:: EXCERPTED TEXT ::

Zika Mosquito Update
Zika has been getting a lot of attention in the media recently, as outbreaks of this mosquito-transmitted virus become evermore present in Central and South America. While much is still unknown about the Zika virus, one thing is for sure—limiting mosquito habitats and preventing mosquito bites are important precautions in mosquito-prone climates like Florida's.
Two species of mosquito found in Florida, Aedes aegypti and Aedes albopictus, can transmit Zika and other diseases as well, such as dengue and chikungunya. They can also transmit heartworm to dogs and cats.
The medical intricacies of Zika are better left to agencies like the Centers for Disease Control (CDC) and the Florida Department of Health. However, local UF/IFAS Extension offices can provide valuable information related to mosquito repellents and habitat reduction.
Reducing mosquito habitats
Aedes aegypti and Aedes albopictus are both "container mosquitoes," meaning that they lay their eggs above the water line in a container; they do not require standing water like other mosquitoes. Their eggs hatch when enough water collects in the container to reach the level of the eggs.
The best thing you can do is to scout your landscape frequently for any containers that might collect water and be sure they're empty. It's important to do this weekly, as water levels in containers can change from week to week depending on rainfall and irrigation. Types of containers that can collect enough water for mosquitoes include: wheelbarrows, potted plant saucers, used tires, gutters, buckets, cans, bottles, bird baths, rain barrels, and even bromeliad plants and bamboo that has recently been cut. For most of these, checking and emptying water once a week should prevent mosquitoes from reproducing in your landscape.
For bird baths, be sure to change the water weekly, scrubbing the basin in order to remove any eggs that might have been laid. Rain barrels should a very fine mesh over the tops, and tight connections where the gutter connects to the rain barrel. Mosquito "dunks" or "donuts" can also be used in rain barrels; these are safe and effective because the bacteria in these products, Bacillus thuringiensis israelensi (Bti), is only toxic to mosquito larvae and blackflies. Be sure to clean your gutters weekly as well to prevent them from becoming yet another mosquito breeding ground.
Bromeliads can also collect enough water in which mosquito eggs can hatch. You can either flush them once a week with a stream of water or sprinkle commercially available Bti "bits" in your plants.

:::

PROBLEM SET »
(1) According to the Zika mosquito update, which two mosquito species found in Florida can transmit Zika?
(2) Reproduce everything in the Zika mosquito update from "Reducing mosquito habitats" down to "of the eggs.".
(3) Pick up the Zika mosquito update after its last sentence and carry on writing it.
The records after this point are separate material and have no connection to the Zika mosquito update.

:: DATASET CONTENT ::

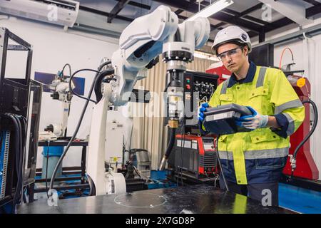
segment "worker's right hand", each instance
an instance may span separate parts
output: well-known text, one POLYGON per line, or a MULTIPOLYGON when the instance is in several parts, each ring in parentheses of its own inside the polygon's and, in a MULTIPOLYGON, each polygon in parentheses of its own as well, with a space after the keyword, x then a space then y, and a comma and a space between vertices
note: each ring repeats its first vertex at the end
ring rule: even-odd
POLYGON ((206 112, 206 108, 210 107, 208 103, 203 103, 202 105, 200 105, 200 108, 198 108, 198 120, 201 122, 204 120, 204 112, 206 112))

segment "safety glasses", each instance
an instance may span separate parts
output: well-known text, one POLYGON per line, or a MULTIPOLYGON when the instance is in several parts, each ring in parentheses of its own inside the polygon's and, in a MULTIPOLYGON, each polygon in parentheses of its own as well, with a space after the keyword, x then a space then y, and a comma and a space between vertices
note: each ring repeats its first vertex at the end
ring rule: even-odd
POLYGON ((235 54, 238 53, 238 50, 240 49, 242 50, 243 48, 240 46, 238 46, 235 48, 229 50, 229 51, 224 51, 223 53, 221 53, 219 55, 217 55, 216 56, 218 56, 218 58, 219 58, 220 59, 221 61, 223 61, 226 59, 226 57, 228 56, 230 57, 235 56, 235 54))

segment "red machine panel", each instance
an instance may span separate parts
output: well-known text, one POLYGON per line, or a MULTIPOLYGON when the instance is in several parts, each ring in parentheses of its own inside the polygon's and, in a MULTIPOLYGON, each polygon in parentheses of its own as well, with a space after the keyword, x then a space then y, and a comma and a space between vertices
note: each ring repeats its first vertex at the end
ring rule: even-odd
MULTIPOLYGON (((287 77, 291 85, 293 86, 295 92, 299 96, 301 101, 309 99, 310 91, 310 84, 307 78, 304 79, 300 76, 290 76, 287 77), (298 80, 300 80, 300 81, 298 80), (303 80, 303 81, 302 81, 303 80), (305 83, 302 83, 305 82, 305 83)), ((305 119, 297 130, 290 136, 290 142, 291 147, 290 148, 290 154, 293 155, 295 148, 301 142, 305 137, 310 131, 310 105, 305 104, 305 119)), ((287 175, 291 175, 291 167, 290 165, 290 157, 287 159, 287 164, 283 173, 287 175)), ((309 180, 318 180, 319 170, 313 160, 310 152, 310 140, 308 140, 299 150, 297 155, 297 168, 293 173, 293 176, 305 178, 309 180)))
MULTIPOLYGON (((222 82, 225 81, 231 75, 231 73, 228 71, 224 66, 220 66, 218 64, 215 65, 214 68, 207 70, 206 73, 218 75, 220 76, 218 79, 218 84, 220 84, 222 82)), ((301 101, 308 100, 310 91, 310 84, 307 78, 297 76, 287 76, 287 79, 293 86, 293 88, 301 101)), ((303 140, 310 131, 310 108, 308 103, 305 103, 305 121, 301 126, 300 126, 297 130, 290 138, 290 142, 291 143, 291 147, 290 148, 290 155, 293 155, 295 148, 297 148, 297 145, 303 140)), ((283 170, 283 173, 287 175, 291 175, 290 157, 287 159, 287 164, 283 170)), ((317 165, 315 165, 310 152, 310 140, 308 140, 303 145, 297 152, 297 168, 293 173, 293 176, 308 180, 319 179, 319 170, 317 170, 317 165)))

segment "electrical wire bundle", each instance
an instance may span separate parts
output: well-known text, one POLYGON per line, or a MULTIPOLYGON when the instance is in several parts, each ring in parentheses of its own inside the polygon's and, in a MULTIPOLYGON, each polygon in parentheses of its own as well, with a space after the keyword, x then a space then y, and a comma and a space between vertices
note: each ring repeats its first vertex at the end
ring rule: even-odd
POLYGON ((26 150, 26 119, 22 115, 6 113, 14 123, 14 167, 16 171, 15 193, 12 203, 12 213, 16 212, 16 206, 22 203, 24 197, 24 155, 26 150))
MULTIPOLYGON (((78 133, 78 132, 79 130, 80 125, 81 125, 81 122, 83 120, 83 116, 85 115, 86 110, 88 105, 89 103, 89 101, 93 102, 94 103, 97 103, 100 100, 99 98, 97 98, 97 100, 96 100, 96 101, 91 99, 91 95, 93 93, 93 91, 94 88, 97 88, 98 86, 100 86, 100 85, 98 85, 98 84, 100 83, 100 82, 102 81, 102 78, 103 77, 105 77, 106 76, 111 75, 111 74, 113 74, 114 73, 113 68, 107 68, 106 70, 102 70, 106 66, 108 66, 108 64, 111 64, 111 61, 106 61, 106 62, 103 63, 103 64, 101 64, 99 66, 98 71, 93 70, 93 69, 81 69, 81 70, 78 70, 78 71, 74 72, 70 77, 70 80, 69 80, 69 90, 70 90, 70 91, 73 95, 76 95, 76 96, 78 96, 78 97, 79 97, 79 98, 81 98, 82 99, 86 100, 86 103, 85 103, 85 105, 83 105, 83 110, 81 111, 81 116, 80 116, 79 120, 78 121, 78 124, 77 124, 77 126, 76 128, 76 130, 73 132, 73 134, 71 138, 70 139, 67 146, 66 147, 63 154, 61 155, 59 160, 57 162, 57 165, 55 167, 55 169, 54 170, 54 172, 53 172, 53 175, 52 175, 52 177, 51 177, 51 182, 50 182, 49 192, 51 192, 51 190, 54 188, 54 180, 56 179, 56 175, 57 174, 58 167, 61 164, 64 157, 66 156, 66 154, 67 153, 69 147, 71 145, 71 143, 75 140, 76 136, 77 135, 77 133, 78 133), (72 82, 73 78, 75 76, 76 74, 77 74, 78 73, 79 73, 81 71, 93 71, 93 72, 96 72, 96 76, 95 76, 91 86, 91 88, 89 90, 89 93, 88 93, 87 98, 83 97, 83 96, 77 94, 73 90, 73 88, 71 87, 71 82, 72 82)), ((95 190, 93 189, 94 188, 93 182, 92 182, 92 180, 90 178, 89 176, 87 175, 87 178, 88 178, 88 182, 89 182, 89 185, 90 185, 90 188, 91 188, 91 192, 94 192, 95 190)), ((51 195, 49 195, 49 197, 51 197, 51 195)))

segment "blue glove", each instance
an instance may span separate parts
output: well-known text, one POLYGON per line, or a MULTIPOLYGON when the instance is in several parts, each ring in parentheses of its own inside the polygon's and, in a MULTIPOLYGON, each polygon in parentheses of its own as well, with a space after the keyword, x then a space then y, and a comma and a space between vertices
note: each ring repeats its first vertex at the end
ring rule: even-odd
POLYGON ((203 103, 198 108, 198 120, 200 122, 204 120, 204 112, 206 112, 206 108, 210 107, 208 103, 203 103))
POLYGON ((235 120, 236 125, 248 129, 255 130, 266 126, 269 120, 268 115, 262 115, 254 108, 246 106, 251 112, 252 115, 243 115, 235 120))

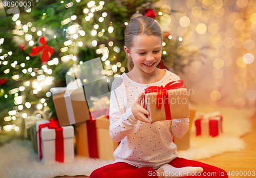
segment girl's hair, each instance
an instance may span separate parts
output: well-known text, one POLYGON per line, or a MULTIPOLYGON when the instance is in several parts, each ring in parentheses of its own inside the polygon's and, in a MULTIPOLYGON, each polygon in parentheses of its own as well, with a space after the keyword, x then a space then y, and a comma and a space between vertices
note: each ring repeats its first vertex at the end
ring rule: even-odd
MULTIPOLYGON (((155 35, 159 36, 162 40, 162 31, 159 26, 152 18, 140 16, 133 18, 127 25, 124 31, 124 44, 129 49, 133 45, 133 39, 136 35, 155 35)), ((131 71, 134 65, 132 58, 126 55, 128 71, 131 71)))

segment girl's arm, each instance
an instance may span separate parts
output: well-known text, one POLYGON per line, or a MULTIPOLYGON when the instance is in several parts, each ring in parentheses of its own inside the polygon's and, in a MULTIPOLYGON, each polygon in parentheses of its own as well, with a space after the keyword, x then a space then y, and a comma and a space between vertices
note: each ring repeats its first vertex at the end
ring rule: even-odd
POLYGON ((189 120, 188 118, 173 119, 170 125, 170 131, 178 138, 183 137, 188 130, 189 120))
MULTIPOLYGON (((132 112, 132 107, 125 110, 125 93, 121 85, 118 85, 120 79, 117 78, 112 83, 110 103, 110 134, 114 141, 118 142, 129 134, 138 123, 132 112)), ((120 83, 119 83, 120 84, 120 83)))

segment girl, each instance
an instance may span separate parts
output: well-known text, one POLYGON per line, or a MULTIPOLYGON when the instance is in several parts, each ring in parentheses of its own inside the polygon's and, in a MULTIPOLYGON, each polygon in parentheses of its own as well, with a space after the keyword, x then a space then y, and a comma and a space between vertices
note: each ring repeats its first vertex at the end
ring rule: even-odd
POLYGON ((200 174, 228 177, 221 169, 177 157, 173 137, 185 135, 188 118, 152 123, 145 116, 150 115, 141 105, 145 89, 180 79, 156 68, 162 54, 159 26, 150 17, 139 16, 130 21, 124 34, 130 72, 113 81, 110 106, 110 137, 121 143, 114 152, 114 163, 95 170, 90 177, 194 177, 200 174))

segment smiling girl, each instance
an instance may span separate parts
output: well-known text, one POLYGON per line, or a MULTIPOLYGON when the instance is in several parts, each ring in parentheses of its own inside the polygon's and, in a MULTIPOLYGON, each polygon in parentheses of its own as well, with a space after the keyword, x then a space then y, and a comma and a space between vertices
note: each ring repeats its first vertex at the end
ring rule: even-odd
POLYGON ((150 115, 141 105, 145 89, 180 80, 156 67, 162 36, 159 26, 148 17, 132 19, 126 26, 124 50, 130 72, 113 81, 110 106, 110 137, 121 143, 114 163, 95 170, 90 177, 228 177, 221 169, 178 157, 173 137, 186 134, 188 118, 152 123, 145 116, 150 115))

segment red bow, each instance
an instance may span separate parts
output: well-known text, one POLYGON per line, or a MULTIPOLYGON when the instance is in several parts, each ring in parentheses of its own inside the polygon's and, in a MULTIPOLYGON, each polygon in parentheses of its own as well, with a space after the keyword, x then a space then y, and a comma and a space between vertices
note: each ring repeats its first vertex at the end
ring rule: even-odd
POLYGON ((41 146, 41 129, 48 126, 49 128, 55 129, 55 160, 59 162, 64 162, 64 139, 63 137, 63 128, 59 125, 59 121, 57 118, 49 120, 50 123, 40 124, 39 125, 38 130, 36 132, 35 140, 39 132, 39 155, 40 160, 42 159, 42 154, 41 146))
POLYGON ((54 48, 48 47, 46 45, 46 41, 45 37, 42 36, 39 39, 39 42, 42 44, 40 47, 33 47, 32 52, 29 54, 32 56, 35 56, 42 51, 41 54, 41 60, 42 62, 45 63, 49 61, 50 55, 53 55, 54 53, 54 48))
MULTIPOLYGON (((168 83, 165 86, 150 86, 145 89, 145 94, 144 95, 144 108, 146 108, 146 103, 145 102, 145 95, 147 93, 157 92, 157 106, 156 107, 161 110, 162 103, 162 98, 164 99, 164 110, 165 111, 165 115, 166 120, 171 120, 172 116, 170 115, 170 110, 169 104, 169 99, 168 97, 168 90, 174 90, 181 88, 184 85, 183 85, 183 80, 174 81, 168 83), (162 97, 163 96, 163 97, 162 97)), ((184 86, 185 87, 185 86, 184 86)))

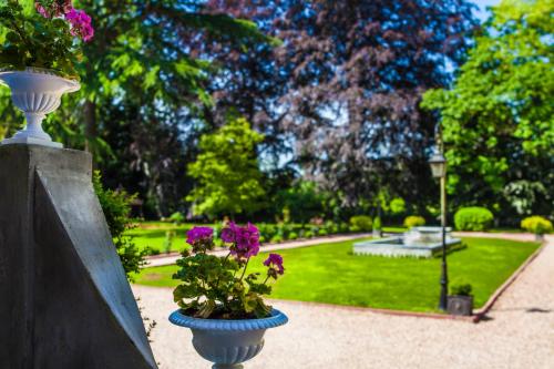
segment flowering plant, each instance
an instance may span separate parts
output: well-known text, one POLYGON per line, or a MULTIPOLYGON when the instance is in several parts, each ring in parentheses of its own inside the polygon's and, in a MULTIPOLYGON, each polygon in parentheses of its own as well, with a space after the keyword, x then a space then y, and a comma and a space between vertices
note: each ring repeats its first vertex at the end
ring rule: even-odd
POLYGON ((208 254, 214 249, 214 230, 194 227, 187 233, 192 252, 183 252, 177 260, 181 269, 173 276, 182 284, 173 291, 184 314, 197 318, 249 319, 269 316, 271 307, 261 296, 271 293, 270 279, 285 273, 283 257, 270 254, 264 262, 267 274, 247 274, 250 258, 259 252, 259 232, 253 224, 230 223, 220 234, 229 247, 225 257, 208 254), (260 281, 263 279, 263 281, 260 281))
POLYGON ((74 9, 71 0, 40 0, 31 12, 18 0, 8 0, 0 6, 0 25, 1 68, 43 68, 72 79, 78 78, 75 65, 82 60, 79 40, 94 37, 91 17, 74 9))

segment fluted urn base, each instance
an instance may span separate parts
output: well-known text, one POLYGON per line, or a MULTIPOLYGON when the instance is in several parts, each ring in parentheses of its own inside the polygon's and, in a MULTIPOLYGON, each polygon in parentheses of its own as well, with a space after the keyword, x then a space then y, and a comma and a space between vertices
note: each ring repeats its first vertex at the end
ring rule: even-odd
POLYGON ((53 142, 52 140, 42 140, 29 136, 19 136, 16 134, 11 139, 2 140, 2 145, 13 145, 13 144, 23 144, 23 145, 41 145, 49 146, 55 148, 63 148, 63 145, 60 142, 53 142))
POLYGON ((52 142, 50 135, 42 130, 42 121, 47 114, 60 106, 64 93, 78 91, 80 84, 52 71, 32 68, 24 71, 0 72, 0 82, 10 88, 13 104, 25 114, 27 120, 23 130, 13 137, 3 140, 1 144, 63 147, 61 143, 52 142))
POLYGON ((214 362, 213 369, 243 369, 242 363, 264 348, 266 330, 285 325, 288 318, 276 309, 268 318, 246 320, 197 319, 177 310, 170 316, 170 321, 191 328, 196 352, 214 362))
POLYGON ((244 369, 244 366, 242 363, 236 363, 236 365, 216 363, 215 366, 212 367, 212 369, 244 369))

:::

EXERCISE ANSWERS »
(1) Aedes aegypti and Aedes albopictus.

(2)
Reducing mosquito habitats
Aedes aegypti and Aedes albopictus are both "container mosquitoes," meaning that they lay their eggs above the water line in a container; they do not require standing water like other mosquitoes. Their eggs hatch when enough water collects in the container to reach the level of the eggs.

(3)
Involving your whole neighborhood in mosquito prevention and clean-up events is also important. Keeping your yard free of mosquito breeding areas won't eliminate these annoying bloodsuckers if your neighbors aren't doing their part.
Personal protection from mosquitoes
Wearing protective clothing such as long pants and long-sleeved shirts is often uncomfortable in the Florida heat. Therefore, it is important to use an effective repellant and follow the proper application methods as written on the label.
When choosing a repellant, look for one with an EPA registration number. Always be sure to read the label carefully; while some repellants can be applied to clothing, others should never be applied to your clothes. Some will even melt plastics. Depending on the active ingredients, reapplication times differ among products.
Personal protection extends to your home as well. Be sure to check window and door screens regularly to make sure there are no holes where mosquitoes could be getting inside.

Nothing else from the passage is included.